#### [TAREA ESCRITA 1]
Enumera todos los nombres propios de lugares que aparecen en el fragmento sobre la ocupación de la isla del Perejil.

#### [FRAGMENTO DEL DOCUMENTO]
—————

Una mañana de principios de julio del
año dos mil dos, nos levantamos sobresaltados con una noticia de alcance
internacional: Marruecos había desembarcado y ocupado la isla del Perejil, un
islote de titularidad española.
Aquella ocupación fue un incidente
armado patrocinado por media docena de gendarmes marroquíes y un número igual
de Guardias Civiles españoles que desembarcaron también para restablecer el
dominio español.
Al margen de que una estupidez como
aquella nos podía haber llevado a un conflicto con Marruecos y que felizmente
se resolvió sin emplear la violencia, la inmensa mayoría de españoles se hacía
otra pregunta: ¿Dónde está la isla de El Perejil?
Y es que nadie había oído hablar de
aquella isla, salvo los ciudadanos de Ceuta y los que de una u otra manera
hubiéramos estado vinculados a aquella ciudad.
Allí, en Ceuta, cuando alguien quería
aparentar más de lo que era, o mostraba en público su falta de modestia,
rápidamente era nombrado “Marqués de la Isla de Perejil”.

—————

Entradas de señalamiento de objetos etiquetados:
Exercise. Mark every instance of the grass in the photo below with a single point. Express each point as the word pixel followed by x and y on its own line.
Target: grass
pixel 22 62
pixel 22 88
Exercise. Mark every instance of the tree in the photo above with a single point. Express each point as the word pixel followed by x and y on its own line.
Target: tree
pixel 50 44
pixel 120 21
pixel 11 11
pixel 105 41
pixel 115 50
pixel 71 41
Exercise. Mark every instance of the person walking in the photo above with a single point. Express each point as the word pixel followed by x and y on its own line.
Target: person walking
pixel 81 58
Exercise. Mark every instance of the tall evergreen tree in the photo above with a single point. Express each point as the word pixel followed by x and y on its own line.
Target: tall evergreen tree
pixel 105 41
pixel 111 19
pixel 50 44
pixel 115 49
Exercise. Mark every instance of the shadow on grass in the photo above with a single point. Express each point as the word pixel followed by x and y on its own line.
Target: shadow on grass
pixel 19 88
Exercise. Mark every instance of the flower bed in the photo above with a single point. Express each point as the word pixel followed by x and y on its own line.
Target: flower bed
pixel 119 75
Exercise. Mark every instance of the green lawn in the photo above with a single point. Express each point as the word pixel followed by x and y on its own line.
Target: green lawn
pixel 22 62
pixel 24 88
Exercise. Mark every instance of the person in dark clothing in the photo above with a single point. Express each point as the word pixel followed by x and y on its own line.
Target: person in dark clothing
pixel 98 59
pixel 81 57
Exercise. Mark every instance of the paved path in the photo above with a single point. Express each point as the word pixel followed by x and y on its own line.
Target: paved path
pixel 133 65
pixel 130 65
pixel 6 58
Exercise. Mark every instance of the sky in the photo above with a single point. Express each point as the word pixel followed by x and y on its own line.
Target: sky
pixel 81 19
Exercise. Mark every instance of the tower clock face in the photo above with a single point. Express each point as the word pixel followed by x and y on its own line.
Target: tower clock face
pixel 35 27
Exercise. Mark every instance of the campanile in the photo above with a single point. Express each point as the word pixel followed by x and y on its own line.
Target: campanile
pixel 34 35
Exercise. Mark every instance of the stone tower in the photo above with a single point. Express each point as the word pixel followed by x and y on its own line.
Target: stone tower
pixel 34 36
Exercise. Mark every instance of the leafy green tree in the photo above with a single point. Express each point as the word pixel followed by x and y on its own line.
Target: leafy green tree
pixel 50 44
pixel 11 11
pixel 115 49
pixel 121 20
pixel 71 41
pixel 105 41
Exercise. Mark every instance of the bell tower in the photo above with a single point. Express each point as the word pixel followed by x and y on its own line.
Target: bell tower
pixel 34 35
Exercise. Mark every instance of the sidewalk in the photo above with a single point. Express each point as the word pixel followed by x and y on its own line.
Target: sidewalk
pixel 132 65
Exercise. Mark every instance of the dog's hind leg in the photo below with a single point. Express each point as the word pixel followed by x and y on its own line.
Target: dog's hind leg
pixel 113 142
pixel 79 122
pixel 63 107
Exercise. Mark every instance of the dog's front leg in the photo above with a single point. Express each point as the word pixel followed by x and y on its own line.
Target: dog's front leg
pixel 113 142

—————

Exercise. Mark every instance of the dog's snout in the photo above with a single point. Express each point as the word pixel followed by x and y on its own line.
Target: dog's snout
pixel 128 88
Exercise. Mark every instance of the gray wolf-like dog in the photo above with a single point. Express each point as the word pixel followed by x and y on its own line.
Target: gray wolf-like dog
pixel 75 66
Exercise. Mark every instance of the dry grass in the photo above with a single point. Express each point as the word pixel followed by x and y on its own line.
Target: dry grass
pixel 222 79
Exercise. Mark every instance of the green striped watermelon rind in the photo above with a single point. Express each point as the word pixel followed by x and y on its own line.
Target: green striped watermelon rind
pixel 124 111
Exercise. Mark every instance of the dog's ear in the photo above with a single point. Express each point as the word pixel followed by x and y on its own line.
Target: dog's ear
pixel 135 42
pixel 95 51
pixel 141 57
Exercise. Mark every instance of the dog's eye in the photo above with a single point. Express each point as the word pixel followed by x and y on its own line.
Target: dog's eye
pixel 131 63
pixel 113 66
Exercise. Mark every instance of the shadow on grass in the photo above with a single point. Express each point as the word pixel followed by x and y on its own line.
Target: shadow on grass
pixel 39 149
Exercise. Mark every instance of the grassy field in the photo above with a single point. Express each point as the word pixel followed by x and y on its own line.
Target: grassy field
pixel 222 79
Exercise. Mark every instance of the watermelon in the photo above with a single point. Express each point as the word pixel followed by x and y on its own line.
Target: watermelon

—————

#### [TAREA ESCRITA 2]
Actualiza los registros que comienzan en la línea que contiene "Exercise. Mark every instance of the grass in" y terminan en la que contiene "pixel 22 88", ambas incluidas. Sustituye "grass" por "weeds" y conserva todo lo demás sin cambios.

#### [RESPUESTA ESCRITA 1]
Marruecos
isla del Perejil
Ceuta

#### [RESPUESTA ESCRITA 2]
Exercise. Mark every instance of the weeds in the photo below with a single point. Express each point as the word pixel followed by x and y on its own line.
Target: weeds
pixel 22 62
pixel 22 88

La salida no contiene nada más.